■ Problem description:
Would you restate all the data that follows, word for word?

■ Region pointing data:
== == ==
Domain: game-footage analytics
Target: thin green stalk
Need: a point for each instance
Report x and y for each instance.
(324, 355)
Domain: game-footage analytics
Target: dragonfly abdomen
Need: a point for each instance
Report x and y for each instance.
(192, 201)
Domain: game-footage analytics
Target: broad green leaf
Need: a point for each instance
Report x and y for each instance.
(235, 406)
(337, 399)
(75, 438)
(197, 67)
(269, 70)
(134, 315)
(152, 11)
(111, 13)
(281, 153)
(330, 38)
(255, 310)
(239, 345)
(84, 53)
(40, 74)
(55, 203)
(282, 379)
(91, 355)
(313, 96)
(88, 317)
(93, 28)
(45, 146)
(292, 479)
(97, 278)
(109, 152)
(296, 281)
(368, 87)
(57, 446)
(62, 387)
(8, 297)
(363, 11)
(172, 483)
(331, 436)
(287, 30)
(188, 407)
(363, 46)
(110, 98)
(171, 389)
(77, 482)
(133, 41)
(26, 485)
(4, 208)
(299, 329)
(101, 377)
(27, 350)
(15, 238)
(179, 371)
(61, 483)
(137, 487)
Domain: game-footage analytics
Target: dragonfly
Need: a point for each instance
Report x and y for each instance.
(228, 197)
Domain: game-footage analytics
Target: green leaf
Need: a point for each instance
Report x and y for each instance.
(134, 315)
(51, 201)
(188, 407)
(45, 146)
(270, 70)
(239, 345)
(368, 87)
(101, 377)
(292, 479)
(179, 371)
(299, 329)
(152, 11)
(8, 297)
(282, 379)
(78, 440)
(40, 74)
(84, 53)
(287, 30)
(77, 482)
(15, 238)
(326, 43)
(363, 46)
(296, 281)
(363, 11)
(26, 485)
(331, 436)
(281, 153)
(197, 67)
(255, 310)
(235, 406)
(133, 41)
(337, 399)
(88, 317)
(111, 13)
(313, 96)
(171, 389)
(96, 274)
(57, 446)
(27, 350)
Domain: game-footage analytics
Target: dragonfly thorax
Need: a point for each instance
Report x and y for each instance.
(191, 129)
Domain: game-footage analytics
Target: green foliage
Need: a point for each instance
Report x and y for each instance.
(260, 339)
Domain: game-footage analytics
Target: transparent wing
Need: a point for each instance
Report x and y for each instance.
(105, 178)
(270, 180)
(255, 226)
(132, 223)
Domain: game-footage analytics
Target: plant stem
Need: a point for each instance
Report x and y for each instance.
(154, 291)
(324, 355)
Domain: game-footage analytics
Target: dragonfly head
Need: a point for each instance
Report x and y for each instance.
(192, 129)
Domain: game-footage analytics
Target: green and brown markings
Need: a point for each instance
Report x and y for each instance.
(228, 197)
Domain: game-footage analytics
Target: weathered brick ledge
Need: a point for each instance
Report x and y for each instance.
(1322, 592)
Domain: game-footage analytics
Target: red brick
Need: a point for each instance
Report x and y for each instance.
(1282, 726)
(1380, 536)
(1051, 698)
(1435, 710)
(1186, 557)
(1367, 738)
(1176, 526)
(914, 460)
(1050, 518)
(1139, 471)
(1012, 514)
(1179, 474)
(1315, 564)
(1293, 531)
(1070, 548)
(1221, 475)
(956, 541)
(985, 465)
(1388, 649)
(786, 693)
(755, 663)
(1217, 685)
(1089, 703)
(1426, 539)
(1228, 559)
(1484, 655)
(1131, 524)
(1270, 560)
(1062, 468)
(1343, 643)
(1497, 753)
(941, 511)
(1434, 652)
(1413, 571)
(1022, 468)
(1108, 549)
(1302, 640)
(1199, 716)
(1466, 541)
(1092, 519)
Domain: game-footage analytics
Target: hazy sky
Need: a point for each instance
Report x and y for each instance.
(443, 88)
== == ==
■ Exercise response:
Domain: game-footage analytics
Target: thin green stalk
Need: a point for each instance
Report x and y for each instance.
(324, 355)
Domain: game-footage analytics
Target: dragonfly abdomen
Need: a point for each instance
Report x and y for each instance.
(192, 201)
Domain: game-footage analytics
Target: broad green leaf
Need: a point for each instance
Report x and y for each instance.
(235, 406)
(337, 399)
(75, 438)
(197, 67)
(269, 70)
(134, 315)
(152, 11)
(111, 13)
(281, 153)
(330, 38)
(255, 310)
(239, 345)
(84, 53)
(40, 74)
(55, 203)
(282, 379)
(91, 355)
(313, 96)
(88, 317)
(93, 28)
(45, 146)
(292, 479)
(97, 278)
(109, 152)
(296, 281)
(368, 87)
(57, 446)
(62, 387)
(8, 297)
(363, 11)
(172, 483)
(331, 436)
(287, 30)
(188, 407)
(363, 46)
(110, 98)
(171, 389)
(77, 482)
(133, 41)
(26, 485)
(4, 208)
(299, 329)
(101, 377)
(27, 350)
(15, 238)
(179, 371)
(61, 483)
(137, 487)
Domain: game-footage analytics
Target: dragonfly
Need: a point for each instance
Report x and y for each instance.
(228, 197)
Domain: game-footage analytics
Target: green leaf
Need: a point for each instance
Report x and y for each instance.
(134, 315)
(51, 201)
(188, 407)
(45, 146)
(270, 70)
(239, 345)
(368, 87)
(101, 377)
(292, 479)
(179, 371)
(299, 329)
(152, 11)
(8, 297)
(282, 379)
(78, 440)
(40, 74)
(84, 53)
(287, 30)
(77, 482)
(15, 238)
(326, 43)
(363, 46)
(296, 281)
(363, 11)
(26, 485)
(331, 436)
(281, 153)
(197, 67)
(255, 310)
(235, 406)
(133, 41)
(337, 399)
(88, 317)
(111, 13)
(313, 96)
(171, 389)
(96, 274)
(57, 446)
(27, 350)
Domain: game-footage analytics
Target: dragonfly thorax
Need: a point for each instance
Report x and y for each instance.
(191, 129)
Domain: game-footage analytics
Target: green foliage
Need: a point for each instance
Report x and y for each instance.
(260, 339)
Domain: game-footage analytics
Target: transparent wing
Need: a point for each instance
Report x and y for each instance.
(105, 178)
(270, 180)
(255, 226)
(132, 223)
Domain: game-footage analytics
Target: plant stem
Need: a point for each instance
Report x and y for each instance.
(154, 291)
(324, 355)
Domain: game-footage analytics
Target: dragonfly head
Need: a point for each instance
Report x and y for each instance.
(192, 129)
Domain: game-footage analytics
Target: green and brown markings
Need: a point for each instance
Report x and y for each instance.
(228, 197)
Domain: game-footage analytics
Target: weathered brick ledge
Need: a point for each instance
Report x and y for each instance.
(1322, 592)
Domain: game-footage analytics
Target: red brick
Need: a point for each instance
Report x and y for each instance.
(1282, 726)
(1380, 536)
(1051, 698)
(1435, 710)
(1186, 557)
(1367, 738)
(1176, 526)
(914, 460)
(1050, 518)
(1139, 471)
(1012, 514)
(1179, 474)
(1315, 564)
(1293, 531)
(1070, 548)
(1221, 475)
(956, 541)
(985, 465)
(1388, 649)
(786, 693)
(755, 663)
(1217, 685)
(1089, 703)
(1426, 539)
(1228, 559)
(1484, 655)
(1131, 524)
(1270, 560)
(1062, 468)
(1343, 643)
(1497, 753)
(941, 511)
(1434, 652)
(1413, 571)
(1022, 468)
(1108, 549)
(1302, 640)
(1199, 716)
(1466, 541)
(1092, 519)
Domain: game-footage analytics
Target: hazy sky
Need: a point for each instance
Report x and y for each instance.
(443, 88)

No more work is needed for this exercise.